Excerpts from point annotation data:
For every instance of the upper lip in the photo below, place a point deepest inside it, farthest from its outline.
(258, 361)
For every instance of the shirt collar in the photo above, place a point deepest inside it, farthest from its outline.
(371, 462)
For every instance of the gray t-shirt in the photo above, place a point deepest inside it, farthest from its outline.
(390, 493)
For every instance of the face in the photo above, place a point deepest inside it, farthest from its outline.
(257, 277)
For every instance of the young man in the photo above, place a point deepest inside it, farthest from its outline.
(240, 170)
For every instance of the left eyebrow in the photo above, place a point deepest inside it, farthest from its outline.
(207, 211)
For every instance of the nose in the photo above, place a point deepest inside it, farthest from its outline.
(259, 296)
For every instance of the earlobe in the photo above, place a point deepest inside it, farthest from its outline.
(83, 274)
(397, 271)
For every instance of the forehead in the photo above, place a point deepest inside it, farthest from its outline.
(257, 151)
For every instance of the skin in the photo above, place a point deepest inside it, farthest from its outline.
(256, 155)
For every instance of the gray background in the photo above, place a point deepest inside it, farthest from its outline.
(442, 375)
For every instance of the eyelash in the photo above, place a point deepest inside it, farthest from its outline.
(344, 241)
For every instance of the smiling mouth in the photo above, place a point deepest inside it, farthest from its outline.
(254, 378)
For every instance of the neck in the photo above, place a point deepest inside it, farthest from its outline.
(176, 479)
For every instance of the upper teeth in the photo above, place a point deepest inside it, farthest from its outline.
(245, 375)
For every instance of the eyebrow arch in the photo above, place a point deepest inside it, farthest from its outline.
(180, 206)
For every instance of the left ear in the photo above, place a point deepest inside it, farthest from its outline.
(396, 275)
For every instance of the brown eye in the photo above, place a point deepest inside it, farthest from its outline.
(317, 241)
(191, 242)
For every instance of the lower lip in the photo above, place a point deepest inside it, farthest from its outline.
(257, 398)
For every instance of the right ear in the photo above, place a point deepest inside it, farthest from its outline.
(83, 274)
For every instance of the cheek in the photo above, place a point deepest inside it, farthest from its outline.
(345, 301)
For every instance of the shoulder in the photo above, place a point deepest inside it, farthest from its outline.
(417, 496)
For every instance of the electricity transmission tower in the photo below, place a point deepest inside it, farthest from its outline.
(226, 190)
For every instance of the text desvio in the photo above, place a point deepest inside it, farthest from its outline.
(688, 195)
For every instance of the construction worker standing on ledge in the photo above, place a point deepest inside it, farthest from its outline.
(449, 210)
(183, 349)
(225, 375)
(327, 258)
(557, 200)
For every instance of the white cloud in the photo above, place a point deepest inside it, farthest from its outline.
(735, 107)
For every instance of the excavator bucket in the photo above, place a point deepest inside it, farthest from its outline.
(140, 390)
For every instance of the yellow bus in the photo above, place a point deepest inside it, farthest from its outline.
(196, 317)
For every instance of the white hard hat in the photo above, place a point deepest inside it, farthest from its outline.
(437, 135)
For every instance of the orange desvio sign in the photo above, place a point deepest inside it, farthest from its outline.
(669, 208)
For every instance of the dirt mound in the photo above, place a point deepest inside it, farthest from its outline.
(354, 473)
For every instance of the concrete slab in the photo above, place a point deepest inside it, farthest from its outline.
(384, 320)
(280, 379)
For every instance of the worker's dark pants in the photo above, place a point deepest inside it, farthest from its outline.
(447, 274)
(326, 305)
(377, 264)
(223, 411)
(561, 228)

Do this
Rewrite the entries from the line with "For every instance of the orange" through the end of the entries, replacing "dirt mound" with "soil pile" and leaving everything else unchanged.

Complete response
For every instance of the orange desvio sign in the photo above, place a point deepest inside it, farthest from its outline.
(669, 208)
For every instance of the soil pile in the photo above, place a point deepest inside it, farthest from its outline.
(354, 473)
For every instance of the concrete slab in the photo above, place a point deepest inside it, farthest from its outline.
(384, 320)
(280, 379)
For every instance of the worker's dark pants in the photo above, place a point deepest inside it, farthest from its outline.
(447, 274)
(326, 305)
(377, 264)
(223, 411)
(561, 228)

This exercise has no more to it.